_Data shown_:
=======

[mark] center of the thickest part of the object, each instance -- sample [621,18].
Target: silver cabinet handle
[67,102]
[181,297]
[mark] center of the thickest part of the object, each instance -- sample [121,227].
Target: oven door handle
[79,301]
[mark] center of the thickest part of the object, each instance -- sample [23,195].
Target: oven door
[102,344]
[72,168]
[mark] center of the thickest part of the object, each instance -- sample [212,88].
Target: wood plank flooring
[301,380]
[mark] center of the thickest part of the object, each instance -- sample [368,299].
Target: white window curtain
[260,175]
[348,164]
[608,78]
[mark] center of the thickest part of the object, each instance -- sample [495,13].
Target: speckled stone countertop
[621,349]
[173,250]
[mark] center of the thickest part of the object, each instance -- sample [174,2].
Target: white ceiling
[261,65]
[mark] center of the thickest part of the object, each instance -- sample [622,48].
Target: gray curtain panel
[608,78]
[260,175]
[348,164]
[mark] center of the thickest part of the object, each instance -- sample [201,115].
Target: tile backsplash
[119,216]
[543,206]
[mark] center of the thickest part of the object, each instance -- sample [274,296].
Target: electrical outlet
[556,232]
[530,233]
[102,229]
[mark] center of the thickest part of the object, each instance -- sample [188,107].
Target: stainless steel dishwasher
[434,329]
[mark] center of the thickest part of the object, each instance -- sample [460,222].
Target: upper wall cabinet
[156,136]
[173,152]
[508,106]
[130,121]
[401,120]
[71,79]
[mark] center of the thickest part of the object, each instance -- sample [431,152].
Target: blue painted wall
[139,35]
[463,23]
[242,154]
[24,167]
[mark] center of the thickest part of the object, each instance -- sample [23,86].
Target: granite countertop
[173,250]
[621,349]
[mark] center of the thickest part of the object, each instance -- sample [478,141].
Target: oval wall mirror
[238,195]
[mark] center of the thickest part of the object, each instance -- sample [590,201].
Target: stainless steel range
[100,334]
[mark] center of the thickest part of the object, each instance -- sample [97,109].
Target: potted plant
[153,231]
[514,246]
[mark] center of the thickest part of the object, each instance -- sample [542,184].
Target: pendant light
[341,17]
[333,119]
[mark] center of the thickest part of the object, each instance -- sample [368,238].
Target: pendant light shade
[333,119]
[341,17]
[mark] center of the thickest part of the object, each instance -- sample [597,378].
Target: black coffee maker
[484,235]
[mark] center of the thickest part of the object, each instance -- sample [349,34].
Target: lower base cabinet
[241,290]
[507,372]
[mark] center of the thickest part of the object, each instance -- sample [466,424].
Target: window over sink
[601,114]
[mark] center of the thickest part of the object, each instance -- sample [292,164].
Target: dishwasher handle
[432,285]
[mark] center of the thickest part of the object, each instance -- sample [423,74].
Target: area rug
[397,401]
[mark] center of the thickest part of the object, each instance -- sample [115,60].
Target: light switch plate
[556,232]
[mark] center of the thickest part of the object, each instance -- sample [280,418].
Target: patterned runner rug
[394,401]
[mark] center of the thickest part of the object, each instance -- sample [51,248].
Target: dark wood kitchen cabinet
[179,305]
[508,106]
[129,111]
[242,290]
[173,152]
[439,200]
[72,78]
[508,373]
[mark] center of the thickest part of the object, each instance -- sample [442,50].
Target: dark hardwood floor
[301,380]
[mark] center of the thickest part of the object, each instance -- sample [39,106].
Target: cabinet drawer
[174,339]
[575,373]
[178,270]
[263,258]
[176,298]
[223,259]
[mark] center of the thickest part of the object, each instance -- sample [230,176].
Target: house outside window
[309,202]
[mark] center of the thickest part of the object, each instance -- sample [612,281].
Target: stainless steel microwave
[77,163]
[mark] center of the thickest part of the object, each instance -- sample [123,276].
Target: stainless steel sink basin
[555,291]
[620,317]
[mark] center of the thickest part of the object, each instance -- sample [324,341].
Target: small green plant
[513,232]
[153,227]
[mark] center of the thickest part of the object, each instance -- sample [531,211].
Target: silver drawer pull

=======

_Stated task_: Rewrite all the items above as a single numbered list, one line per entry, with any blank lines left out.

_Task answer_:
1. [mark] center of the thickest part of the object, each instance -- sample [621,18].
2. Target: silver cabinet handle
3. [67,102]
4. [181,297]
5. [mark] center of the thickest part of the object, each instance -- sample [121,227].
6. Target: oven door handle
7. [79,301]
8. [mark] center of the thickest part of the object, each instance -- sample [23,195].
9. Target: oven door
10. [102,344]
11. [72,168]
12. [mark] center of the thickest part of the object, each instance -- sample [212,88].
13. Target: wood plank flooring
14. [301,380]
15. [mark] center of the thickest part of the object, each instance -- sample [368,299].
16. Target: white window curtain
17. [260,175]
18. [348,164]
19. [608,78]
20. [mark] center of the thickest part of the object, each instance -- sample [495,13].
21. Target: speckled stone countertop
22. [621,349]
23. [173,250]
24. [mark] center of the thickest part of the object, each instance -- sample [174,2].
25. Target: white ceiling
26. [261,65]
27. [mark] center of the thickest part of the object, each instance -- sample [622,48].
28. Target: gray curtain panel
29. [608,78]
30. [260,175]
31. [348,164]
32. [mark] center of the thickest part of the object, each instance -- sample [201,115].
33. Target: tile backsplash
34. [119,216]
35. [543,206]
36. [mark] center of the thickest part of the object, each instance -- sample [274,296].
37. Target: electrical outlet
38. [556,232]
39. [530,233]
40. [102,229]
41. [mark] center of the thickest part of the object, each instance -- sample [188,107].
42. Target: stainless steel dishwasher
43. [434,329]
44. [mark] center of the thickest part of the object, each instance -- sample [460,222].
45. Target: upper wall cabinet
46. [156,136]
47. [173,152]
48. [508,106]
49. [130,121]
50. [401,120]
51. [71,79]
52. [mark] center of the thickest part of the object, each instance -- sample [431,152].
53. Target: blue painted wall
54. [139,35]
55. [463,23]
56. [242,154]
57. [24,167]
58. [mark] center of the thickest part of the object, each instance -- sample [23,86].
59. Target: granite countertop
60. [173,250]
61. [621,349]
62. [mark] center of the thickest part of the object, each instance -- sample [478,141].
63. Target: oval wall mirror
64. [238,195]
65. [mark] center of the thickest part of the object, each instance -- sample [590,201].
66. Target: stainless steel range
67. [100,334]
68. [mark] center of the thickest part of the object, each instance -- sample [97,109].
69. Target: potted plant
70. [153,231]
71. [514,246]
72. [mark] center of the thickest part of the object, each instance -- sample [542,184].
73. Target: pendant light
74. [341,17]
75. [333,119]
76. [mark] center of the thickest part of the object, each instance -- sample [368,238].
77. Target: pendant light shade
78. [333,119]
79. [341,17]
80. [mark] center of the thickest part of the object, each instance -- sample [597,378].
81. Target: black coffee maker
82. [484,235]
83. [mark] center of the thickest part of the object, each instance -- sample [349,34].
84. Target: lower base cabinet
85. [241,290]
86. [507,372]
87. [mark] center of the thickest part of the object, each instance -- sample [466,424].
88. Target: window over sink
89. [601,114]
90. [mark] center of the thickest part of the object, each instance -- sample [292,164].
91. Target: dishwasher handle
92. [432,285]
93. [mark] center of the thickest part of the object, each instance -- sample [423,74].
94. Target: area rug
95. [397,401]
96. [mark] center of the thickest part of the object, each instance -- sample [115,60].
97. Target: light switch plate
98. [556,232]
99. [mark] center of the thickest part of the object, each instance -- sample [280,418].
100. Target: patterned runner rug
101. [394,401]
102. [mark] center of the thickest part of the object, each instance -- sample [51,248].
103. Target: dark wood kitchen cabinet
104. [179,305]
105. [508,106]
106. [129,111]
107. [242,290]
108. [173,152]
109. [439,200]
110. [72,78]
111. [508,373]
112. [mark] center of the thickest part of the object, each instance -- sample [442,50].
113. Target: dark hardwood floor
114. [301,380]
115. [mark] center of the thickest part of the object, each instance -- sample [39,106].
116. Target: cabinet drawer
117. [174,339]
118. [575,373]
119. [178,270]
120. [263,258]
121. [176,298]
122. [223,259]
123. [mark] center of the thickest part of the object, each instance -- sample [230,176].
124. Target: house outside window
125. [309,202]
126. [mark] center of the thickest part of the object, each instance -- sample [612,281].
127. Target: stainless steel microwave
128. [77,163]
129. [mark] center of the thickest part of the object, each instance -- sample [123,276].
130. Target: stainless steel sink basin
131. [555,291]
132. [620,317]
133. [mark] center of the thickest part of the object, each instance -- sample [324,341].
134. Target: small green plant
135. [513,232]
136. [153,227]
137. [mark] center of the thickest part of the object, each instance -- sample [531,211].
138. Target: silver drawer pull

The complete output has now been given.